Herald rating: **
Cast: Jet Li, Aaliyah, Delroy Lindo Isaiah Washington
Director: Andrezej Bartokwiak
Rating: M (violence, offensive language)
Running Time: 110 mins
Opens: Now showing, Village Hoyts cinemas
Review: Russell Baillie
It's the hot new visual effect - anatomical cutaways showing what sort of damage all that violence would be doing if, hey,
this wasn't just a movie.
Gulf War caper Three Kings did it with bullets. Now - the debut for Hong Kong martials arts star Jet Li as a leading man Stateside- has it in a sort of Technicolor x-ray.
Snap! A broken prison guard's arm. Crackle! A henchwoman is impaled on a handy spike. Pop! Li finishes off anhother baddie with a blow that causes a nose-to-tail pile-up along his verterbrae.
So yes, ouch, but it's all part of the fun. What isn't, are those parts of the film which aren't fight sequences.
No, there aren't that many. But its plot of murder, revenge, treachery and romance between warring crime families is laughably hackneyed.
There's a small redeeming feature in its unusual demographics with the two clans - one Chinese, one black - which are acting as the rival land-grabbing muscle for a white developer who wants to build a waterfront stadium for an NFL team.

* Object pointing dataset rows:
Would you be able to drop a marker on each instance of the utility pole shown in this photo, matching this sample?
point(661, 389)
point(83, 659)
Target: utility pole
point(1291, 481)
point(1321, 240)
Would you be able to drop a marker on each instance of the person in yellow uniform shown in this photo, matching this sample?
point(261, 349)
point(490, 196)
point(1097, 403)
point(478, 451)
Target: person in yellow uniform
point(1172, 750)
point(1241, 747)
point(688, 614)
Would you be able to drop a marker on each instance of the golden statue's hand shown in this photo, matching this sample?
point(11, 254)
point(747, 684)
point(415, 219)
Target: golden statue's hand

* * *

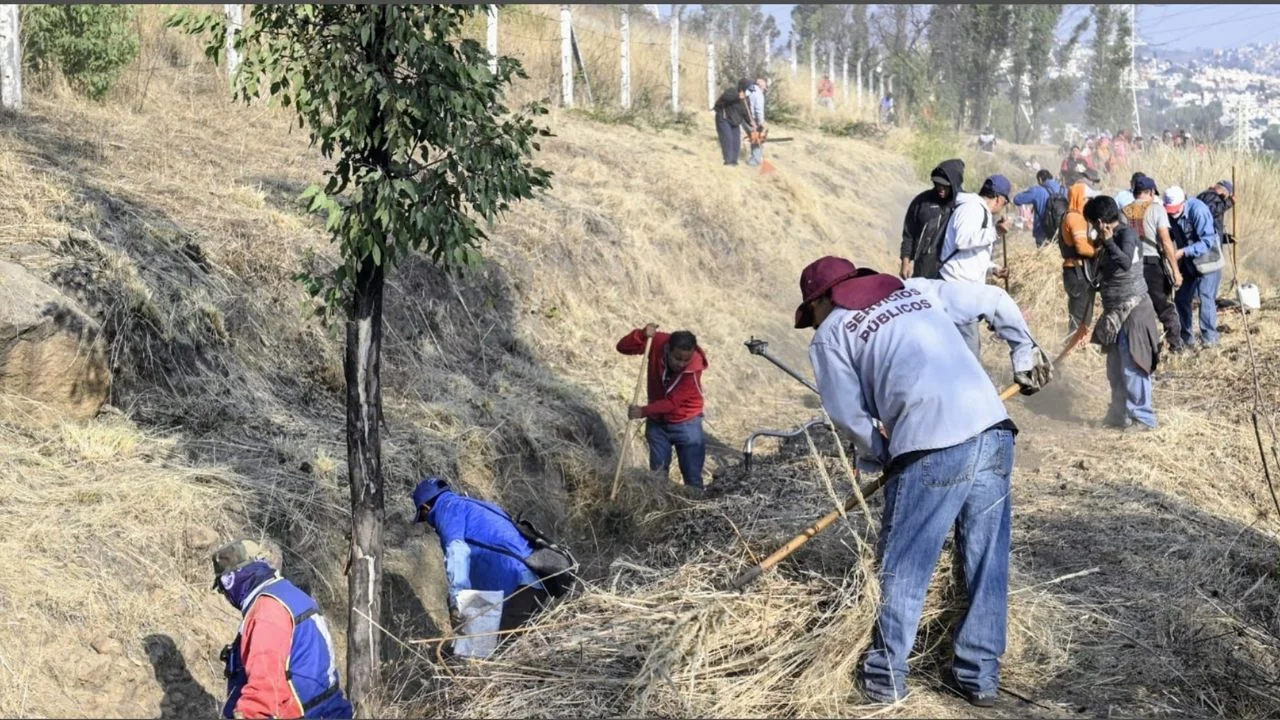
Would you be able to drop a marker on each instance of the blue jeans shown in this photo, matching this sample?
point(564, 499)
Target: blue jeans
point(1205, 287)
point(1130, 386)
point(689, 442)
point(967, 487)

* Problems:
a – Decide whether each statement agrees with the film review, answering yes or no and quoting the exact words that settle it: (i) The film carries an M rating for violence and offensive language. (ii) The rival clans act as muscle for a white developer planning a waterfront stadium. (iii) The film contains many sequences that are not fights.
b – Lay out as a numbered list the lines of the entries from the line with "hand shown in this photo, matching this sample?" up to and including the line with "Target: golden statue's hand", omitting any blank lines.
These entries are unrelated to the film review.

* Expected answers:
a –
(i) Yes: "Rating: M (violence, offensive language)"
(ii) Yes: "which are acting as the rival land-grabbing muscle for a white developer who wants to build a waterfront stadium for an NFL team"
(iii) No: "No, there aren't that many."

b –
1. Would you be able to drop a marker on each instance of the golden statue's hand shown in this photo, matching this sample?
2. point(11, 254)
3. point(747, 684)
4. point(415, 219)
5. Target: golden statue's hand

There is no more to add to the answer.